● **SUPPLIED PASSAGE**
[Start of section]

After using a neck restraint that resulted in a man’s death, a New Mexico police officer was recently fired and charged with involuntary manslaughter after the autopsy report recently determined the cop had choked the man to death.
Shortly after 2:30 a.m. on February 29, a Las Cruces police officer pulled over a GMC pickup truck with three occupants. According to the Las Cruces Police Department, police identified Antonio Valenzuela of Las Cruces had an open warrant for a parole violation. As Valenzuela fled on foot, police chased him and deployed their Taser twice without affecting Valenzuela.
According to police reports, Valenzuela was allegedly reaching for a knife in his pocket when Officer Christopher Smelser used a vascular neck restraint to subdue him. The medical examiner determined that Valenzuela died from asphyxial injuries caused by Officer Smelser’s neck restraint. Valenzuela’s neck had a deep muscle hemorrhage, his Adam’s apple was crushed, his ribs were fractured, and the medical examiner also found swelling in his brain.
Correctly applied, a carotid restraint can render a person unconscious within seconds by restricting the flow of blood to the brain. Incorrectly applied, a carotid restraint can easily become a chokehold in which one’s forearm is used to crush a person’s trachea or sometimes the Adam’s apple.
Due to the chokehold, Valenzuela became unresponsive. EMS technicians arrived later but were unsuccessful in their attempts to resuscitate him.
On Thursday, Las Cruces Police Department Chief Patrick Gallagher received the autopsy report for Valenzuela. According to the Office of the Medical Examiner, Valenzuela died from asphyxiation caused by Smelser’s neck restraint.
On Friday, Chief Gallagher announced that a termination letter had been sent to Smelser, who has been on administrative leave since the incident. Shortly afterward, Doña Ana County District Attorney Mark D’Antonio announced that Smelser has been charged with involuntary manslaughter, a fourth degree felony.
“Words are insufficient to bring comfort to Antonio Valenzuela’s family, but I extend my sincere condolences for their loss,” Chief Gallagher said in a statement on Friday. “It is a tragic day for everyone involved when there is an in-custody death or a death as a result of a police apprehension. Once we learned of the findings in the Medical Investigator’s report, we felt in necessary to immediate initiate termination proceedings.”
Following the death of Valenzuela, the Las Cruces Police Department immediately prohibited the use of neck restraints in apprehensions.

[End of section]

● **SOURCE MATERIAL**
[Start of section]

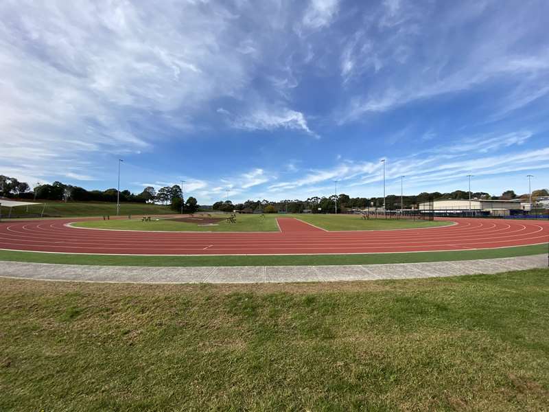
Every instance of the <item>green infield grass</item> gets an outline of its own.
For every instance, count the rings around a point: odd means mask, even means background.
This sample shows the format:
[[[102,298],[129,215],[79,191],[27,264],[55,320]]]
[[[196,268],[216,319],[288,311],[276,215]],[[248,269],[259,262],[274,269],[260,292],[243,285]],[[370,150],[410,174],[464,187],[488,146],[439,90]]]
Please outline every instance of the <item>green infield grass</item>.
[[[452,222],[445,220],[364,220],[360,215],[355,214],[303,214],[288,216],[301,219],[325,230],[390,230],[447,226],[452,224]],[[283,217],[283,215],[279,215],[279,217]]]
[[[36,216],[42,214],[44,205],[34,205],[14,207],[12,214],[21,217]],[[1,207],[2,216],[7,217],[10,213],[9,207]],[[154,214],[172,214],[176,213],[172,210],[169,206],[161,205],[150,205],[148,203],[121,203],[120,216],[128,215],[154,215]],[[116,203],[93,203],[93,202],[46,202],[44,209],[45,216],[56,217],[78,217],[78,216],[100,216],[116,215]]]
[[[229,215],[211,214],[211,217],[226,218]],[[196,215],[195,217],[207,215]],[[278,231],[277,218],[296,218],[325,230],[392,230],[419,229],[452,225],[447,221],[397,220],[392,219],[364,220],[358,215],[307,215],[307,214],[242,214],[237,215],[236,223],[223,220],[214,225],[197,222],[178,222],[170,219],[153,219],[143,222],[141,219],[93,220],[78,222],[74,226],[95,229],[163,231]]]
[[[0,261],[100,266],[303,266],[413,263],[492,259],[546,253],[547,244],[493,249],[448,252],[366,253],[357,255],[267,255],[220,256],[140,256],[40,253],[0,250]]]
[[[244,214],[237,216],[236,223],[226,220],[229,214],[209,214],[212,218],[222,219],[213,225],[203,225],[196,222],[180,222],[168,218],[152,218],[150,222],[141,219],[115,220],[91,220],[78,222],[73,225],[78,227],[95,229],[115,229],[119,230],[161,231],[279,231],[276,219],[261,217],[259,215]],[[207,218],[208,215],[197,214],[194,218]]]
[[[549,270],[369,282],[0,279],[0,411],[546,411]]]

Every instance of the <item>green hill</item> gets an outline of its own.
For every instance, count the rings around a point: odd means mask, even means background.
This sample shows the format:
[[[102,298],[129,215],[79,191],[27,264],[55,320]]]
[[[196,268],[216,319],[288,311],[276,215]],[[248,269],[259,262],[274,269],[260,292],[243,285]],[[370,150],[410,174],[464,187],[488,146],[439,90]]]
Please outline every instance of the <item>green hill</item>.
[[[28,207],[25,206],[14,207],[12,210],[12,216],[22,218],[39,216],[43,207],[43,203]],[[3,218],[7,218],[10,213],[10,209],[2,207],[1,213]],[[146,203],[120,203],[121,216],[174,213],[169,206]],[[44,210],[44,217],[100,216],[104,215],[115,216],[116,203],[46,202],[46,207]]]

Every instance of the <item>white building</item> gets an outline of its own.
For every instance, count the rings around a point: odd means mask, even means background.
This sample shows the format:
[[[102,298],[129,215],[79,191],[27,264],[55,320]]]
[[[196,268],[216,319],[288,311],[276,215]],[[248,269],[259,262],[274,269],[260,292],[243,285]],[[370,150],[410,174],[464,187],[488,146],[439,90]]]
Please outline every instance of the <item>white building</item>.
[[[511,210],[520,210],[521,203],[517,201],[489,201],[484,199],[447,199],[424,202],[419,205],[420,210],[429,210],[432,207],[435,213],[464,213],[471,211],[484,215],[509,215]]]

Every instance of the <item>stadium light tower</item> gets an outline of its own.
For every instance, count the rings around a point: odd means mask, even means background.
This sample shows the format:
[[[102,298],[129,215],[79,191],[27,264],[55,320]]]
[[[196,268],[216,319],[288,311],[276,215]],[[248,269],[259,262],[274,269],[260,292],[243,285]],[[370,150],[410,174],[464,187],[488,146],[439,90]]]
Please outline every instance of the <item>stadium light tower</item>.
[[[385,159],[382,159],[383,163],[383,213],[385,213]]]
[[[467,174],[469,178],[469,214],[473,216],[473,211],[471,209],[471,178],[473,177],[472,174]]]
[[[529,194],[529,198],[530,198],[530,209],[532,210],[532,184],[530,181],[530,179],[534,177],[533,174],[528,174],[526,176],[528,178],[528,192]]]
[[[36,185],[34,186],[34,200],[36,200],[36,187],[40,186],[40,182],[36,182]]]
[[[118,190],[116,192],[116,216],[120,214],[120,163],[124,160],[118,159]]]
[[[400,213],[402,214],[402,209],[404,209],[404,203],[403,202],[403,199],[404,198],[404,178],[406,176],[400,176]]]
[[[338,181],[334,181],[336,183],[336,214],[338,214]]]
[[[183,214],[183,183],[187,181],[181,181],[181,214]]]

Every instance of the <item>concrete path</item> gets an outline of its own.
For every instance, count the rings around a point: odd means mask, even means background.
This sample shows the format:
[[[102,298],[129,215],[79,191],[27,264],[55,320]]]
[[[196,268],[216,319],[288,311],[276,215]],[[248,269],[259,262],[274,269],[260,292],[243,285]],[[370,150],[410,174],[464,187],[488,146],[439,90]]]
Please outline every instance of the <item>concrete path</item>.
[[[0,262],[0,277],[113,283],[266,283],[411,279],[547,267],[547,255],[430,263],[297,266],[139,267]]]

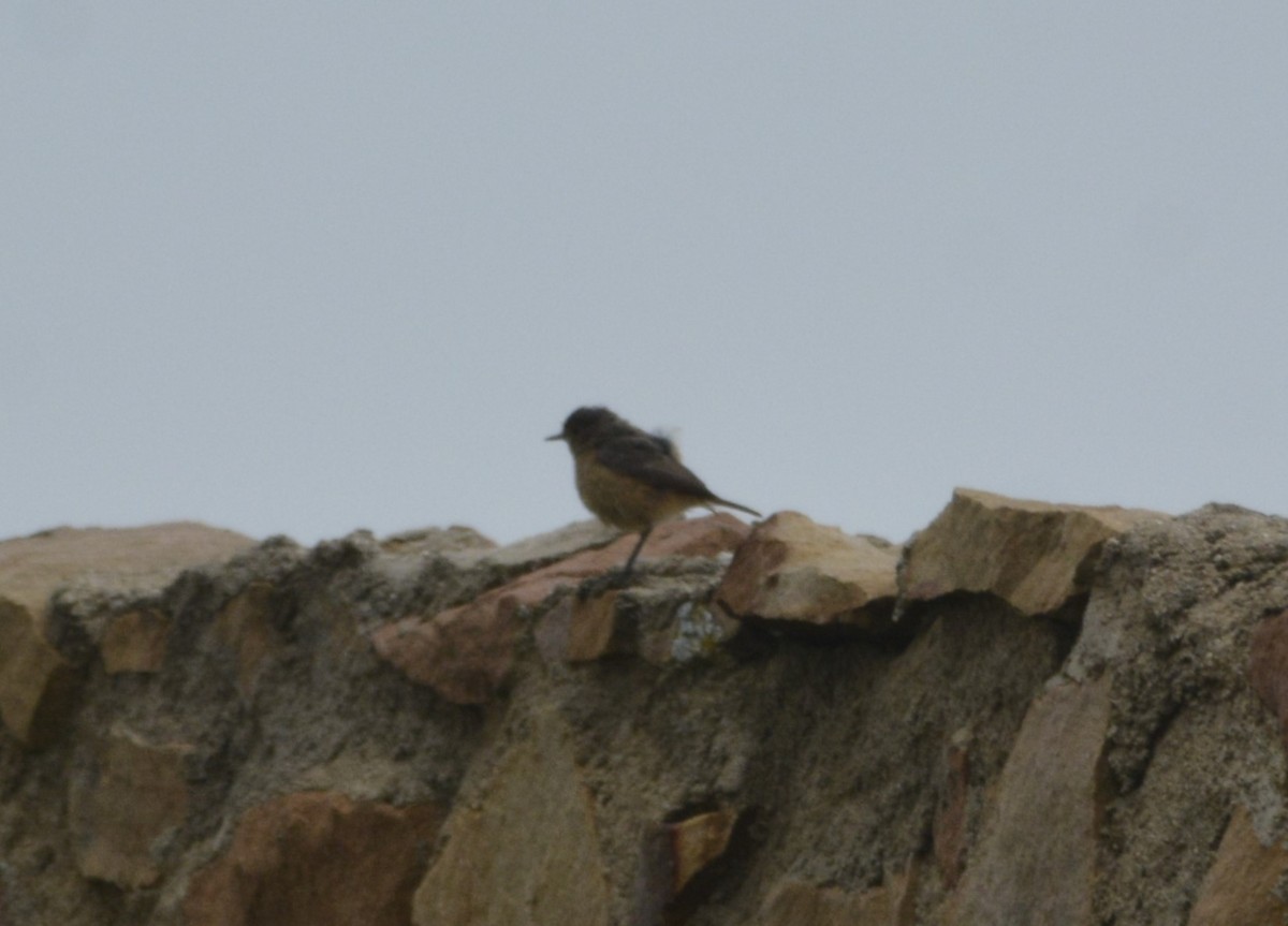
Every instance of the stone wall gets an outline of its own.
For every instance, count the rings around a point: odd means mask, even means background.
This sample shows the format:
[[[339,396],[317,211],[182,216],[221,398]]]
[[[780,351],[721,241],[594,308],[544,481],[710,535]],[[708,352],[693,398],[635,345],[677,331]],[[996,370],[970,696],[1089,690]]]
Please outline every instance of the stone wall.
[[[3,926],[1283,923],[1288,522],[0,543]]]

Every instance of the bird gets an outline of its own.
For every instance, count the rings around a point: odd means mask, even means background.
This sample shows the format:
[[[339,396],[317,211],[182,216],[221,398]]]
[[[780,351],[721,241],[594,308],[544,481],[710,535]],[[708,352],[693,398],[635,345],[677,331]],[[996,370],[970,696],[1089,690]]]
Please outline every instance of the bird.
[[[611,527],[639,531],[621,580],[653,528],[690,507],[732,507],[753,518],[760,511],[721,498],[684,464],[675,443],[640,430],[603,406],[583,406],[564,420],[563,430],[546,440],[563,440],[572,451],[577,495],[591,514]]]

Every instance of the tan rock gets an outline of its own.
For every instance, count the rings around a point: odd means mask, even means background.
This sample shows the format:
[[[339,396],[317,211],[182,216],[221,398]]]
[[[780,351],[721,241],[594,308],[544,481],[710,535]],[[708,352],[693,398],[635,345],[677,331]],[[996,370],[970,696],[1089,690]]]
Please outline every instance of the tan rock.
[[[885,628],[898,554],[796,511],[761,522],[734,554],[716,598],[739,617]]]
[[[1189,926],[1288,921],[1288,904],[1275,893],[1284,873],[1288,873],[1288,850],[1262,845],[1252,828],[1252,817],[1244,808],[1235,808],[1190,909]]]
[[[1109,676],[1030,704],[949,914],[954,926],[1095,922]]]
[[[37,631],[31,614],[0,599],[0,719],[30,748],[66,729],[79,674]]]
[[[568,641],[562,658],[587,662],[630,653],[665,666],[711,657],[739,625],[706,601],[708,592],[710,586],[703,590],[668,583],[574,598],[568,605]],[[562,616],[551,614],[549,623],[559,621]],[[545,630],[538,628],[538,645]]]
[[[413,926],[607,926],[594,802],[555,712],[532,717],[416,890]]]
[[[694,874],[725,854],[737,822],[737,811],[724,809],[668,824],[675,872],[674,894],[684,890]]]
[[[1288,748],[1288,610],[1257,623],[1248,647],[1248,680],[1261,703],[1279,721],[1279,737]]]
[[[653,532],[643,555],[712,556],[732,549],[746,531],[730,515],[672,522]],[[520,609],[540,604],[560,586],[622,565],[634,543],[630,534],[529,572],[459,608],[385,625],[372,634],[372,644],[412,681],[448,701],[483,703],[505,684],[514,665]]]
[[[99,652],[108,675],[158,672],[170,639],[170,618],[152,608],[115,614],[103,626]]]
[[[185,568],[249,549],[249,537],[175,523],[58,528],[0,542],[0,717],[23,743],[52,742],[75,704],[76,672],[45,638],[50,595],[71,582],[160,590]]]
[[[191,522],[131,528],[67,528],[0,542],[0,598],[41,618],[49,596],[73,580],[118,590],[162,589],[194,565],[254,546],[232,531]]]
[[[115,732],[94,768],[72,783],[68,818],[81,874],[121,887],[148,887],[161,877],[166,840],[188,813],[184,744],[151,746]]]
[[[435,805],[286,795],[249,810],[228,851],[188,883],[185,926],[406,926]]]
[[[572,601],[565,656],[569,662],[586,662],[629,652],[617,609],[620,598],[621,591],[614,590]]]
[[[254,694],[264,661],[282,648],[272,622],[277,607],[272,583],[251,582],[215,618],[215,635],[237,653],[237,690],[243,698]]]
[[[960,488],[908,547],[903,595],[923,601],[989,592],[1024,614],[1048,614],[1090,589],[1106,540],[1155,511],[1050,505]]]
[[[913,926],[916,869],[880,887],[850,893],[784,878],[774,885],[757,926]]]
[[[970,797],[970,751],[965,742],[948,747],[948,780],[931,824],[939,877],[952,890],[966,858],[966,805]]]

[End of section]

● **REQUIRED WORK**
In the text about the Las Cruces neck-restraint death, what charge was brought against Officer Christopher Smelser?

● **EXERCISE RESULT**
Involuntary manslaughter, a fourth degree felony.